**Excerpted passage:**
begin

The Concours Club is one of Miami’s most in-demand memberships – here’s what you need to know about it.

From Miami to Monaco, the global spectacle of Formula 1 is also a lifestyle event nonpareil, where even top celebrities vie for a souvenir selfie with Lewis Hamilton, Max Verstappen, and other stars of the world’s fastest sport.
Here in Miami, The Concours Club offers members year-round experiences that even Brad Pitt or an Emirates prince might envy. Such as: Flying a personal jet into Opa-Locka Municipal Airport, to find your own supercar or vintage classic, fueled and waiting on the tarmac. Then, driving straight onto this country-club-style racetrack abutting the airport for a lapping session with a professional coach, with 11 corners across 2.0 miles. Afterwards, perhaps, a meal prepared by Bradley Kilgore, the club’s culinary director and one of Miami’s most-awarded chefs.

The Concours Club membership privileges
In a world whose streets are increasingly inhospitable to fast cars, The Concours Club is part of a wave of country-club tracks in the US, Europe and Asia. Luxury residences, clubhouses and lavish amenities are part of the attraction. The Concours Club opened in 2020, in a city teeming with Lamborghinis and other South Beach-friendly supercars, but in a state notorious for snarled traffic and flat, straight, monotonous roads.

end

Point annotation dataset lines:
begin

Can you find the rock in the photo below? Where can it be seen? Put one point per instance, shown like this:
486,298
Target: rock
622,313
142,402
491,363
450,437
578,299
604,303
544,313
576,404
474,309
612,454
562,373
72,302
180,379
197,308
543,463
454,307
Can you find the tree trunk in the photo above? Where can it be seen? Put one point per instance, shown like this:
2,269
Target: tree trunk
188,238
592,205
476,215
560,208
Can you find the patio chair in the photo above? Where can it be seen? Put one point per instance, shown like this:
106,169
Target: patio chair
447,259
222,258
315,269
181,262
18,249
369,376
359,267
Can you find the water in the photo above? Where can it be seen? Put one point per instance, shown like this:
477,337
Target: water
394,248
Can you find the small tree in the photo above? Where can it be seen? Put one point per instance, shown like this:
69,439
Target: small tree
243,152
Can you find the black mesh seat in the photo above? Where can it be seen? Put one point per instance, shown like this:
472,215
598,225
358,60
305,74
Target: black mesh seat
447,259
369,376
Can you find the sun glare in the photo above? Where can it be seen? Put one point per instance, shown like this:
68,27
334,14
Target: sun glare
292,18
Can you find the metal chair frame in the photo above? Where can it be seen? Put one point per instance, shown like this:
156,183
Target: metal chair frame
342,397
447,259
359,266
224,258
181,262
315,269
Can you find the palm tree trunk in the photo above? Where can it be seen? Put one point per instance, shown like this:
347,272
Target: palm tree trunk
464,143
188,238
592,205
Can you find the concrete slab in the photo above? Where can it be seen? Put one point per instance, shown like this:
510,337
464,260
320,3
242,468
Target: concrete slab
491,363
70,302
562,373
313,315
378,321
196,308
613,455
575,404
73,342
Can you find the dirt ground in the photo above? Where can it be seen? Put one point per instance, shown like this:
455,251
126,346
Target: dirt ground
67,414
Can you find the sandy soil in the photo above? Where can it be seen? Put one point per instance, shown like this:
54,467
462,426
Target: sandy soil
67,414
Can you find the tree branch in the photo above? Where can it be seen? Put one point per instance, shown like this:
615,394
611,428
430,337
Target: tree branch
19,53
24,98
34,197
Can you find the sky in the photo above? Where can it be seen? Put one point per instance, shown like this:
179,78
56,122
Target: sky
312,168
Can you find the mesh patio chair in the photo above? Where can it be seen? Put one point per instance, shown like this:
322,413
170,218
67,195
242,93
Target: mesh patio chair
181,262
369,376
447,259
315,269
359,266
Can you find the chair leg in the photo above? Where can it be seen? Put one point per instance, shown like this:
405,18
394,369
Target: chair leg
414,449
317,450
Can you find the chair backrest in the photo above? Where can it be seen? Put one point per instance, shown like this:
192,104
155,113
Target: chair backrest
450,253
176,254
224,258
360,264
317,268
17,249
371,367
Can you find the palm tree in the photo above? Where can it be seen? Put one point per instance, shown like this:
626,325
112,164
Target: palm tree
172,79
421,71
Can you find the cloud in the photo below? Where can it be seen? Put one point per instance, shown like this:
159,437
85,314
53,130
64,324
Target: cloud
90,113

end

**What you need to do:** Reproduce the passage from the Concours Club article word for word, starting with "The Concours Club membership" and going on through "straight, monotonous roads.".

**Solution to this problem:**
The Concours Club membership privileges
In a world whose streets are increasingly inhospitable to fast cars, The Concours Club is part of a wave of country-club tracks in the US, Europe and Asia. Luxury residences, clubhouses and lavish amenities are part of the attraction. The Concours Club opened in 2020, in a city teeming with Lamborghinis and other South Beach-friendly supercars, but in a state notorious for snarled traffic and flat, straight, monotonous roads.